[Your instructions]:
Transcribe the entries that follow, word for word.

[Source material]:
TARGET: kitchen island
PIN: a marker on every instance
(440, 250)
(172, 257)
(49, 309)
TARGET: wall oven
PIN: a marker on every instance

[Completed exercise]:
TARGET: kitchen island
PIN: a marker on every instance
(440, 250)
(172, 257)
(49, 309)
TARGET: wall oven
PIN: a marker on every instance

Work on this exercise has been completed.